-- Trecho do texto --
++++++++++

Os riscos que se alojam nos abrigos

O alojamento de dezenas de milhares de pessoas em abrigos públicos traz um pouco de alento, conforto, condições mínimas de higiene e alimentação, assistência médica e psicológica, minimizando os impactos físicos e emocionais. No entanto, as condições de aglomeração e precariedade de instalações nesses abrigos - além do estresse, que debilita o organismo - expõem as pessoas a grande risco de doenças respiratórias (influenza, resfriados, covid) e gastroentéricas.

Doenças de pele também estão fortemente associadas a desastres climáticos e condições precárias de coabitação e higiene pessoal. Ou seja, a solução para o desabrigo ou desalojamento enseja o surgimento de outros problemas, inerentes às condições demográficas e muitas vezes insalubres encontradas nos abrigos.

Cabe às autoridades sanitárias encontrar a melhor condição para minimizar os riscos associados ao alojamento dessas pessoas nesses locai. Em especial, vacinação maciça contra a gripe (influenza) e covid, além de hepatite A e rotaviroses. Reforços de vacinação contra doenças da infância também são absolutamente inadiáveis para reduzir a vulnerabilidade sanitária nessas pessoas.

O acompanhamento clínico e psicológico por agentes de saúde ou por voluntários capacitados também possui grande importância para a manutenção do estado geral de saúde.

Os riscos que chegam com pets e mosquitos

Outro aspecto muito relevante nessa tragédia se refere aos animais de companhia afetados e resgatados. A mobilização da comunidade em resgatá-los, abrigá-los, tratá-los e eventualmente os encaminharem de volta aos tutores ou para adoção tem sido comovente.

++++++++++

-- Registros fornecidos --
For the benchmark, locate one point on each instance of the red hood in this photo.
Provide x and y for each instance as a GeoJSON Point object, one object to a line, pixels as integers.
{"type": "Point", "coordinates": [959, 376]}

++++++++++

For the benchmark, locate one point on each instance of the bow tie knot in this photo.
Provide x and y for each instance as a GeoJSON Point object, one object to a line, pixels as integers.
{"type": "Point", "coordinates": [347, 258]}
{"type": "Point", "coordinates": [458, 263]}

++++++++++

-- Dados do problema --
Copie do texto sobre os riscos nos abrigos o trecho que começa em "Outro aspecto muito" e termina em "tem sido comovente.".

-- Exercício resolvido --
Outro aspecto muito relevante nessa tragédia se refere aos animais de companhia afetados e resgatados. A mobilização da comunidade em resgatá-los, abrigá-los, tratá-los e eventualmente os encaminharem de volta aos tutores ou para adoção tem sido comovente.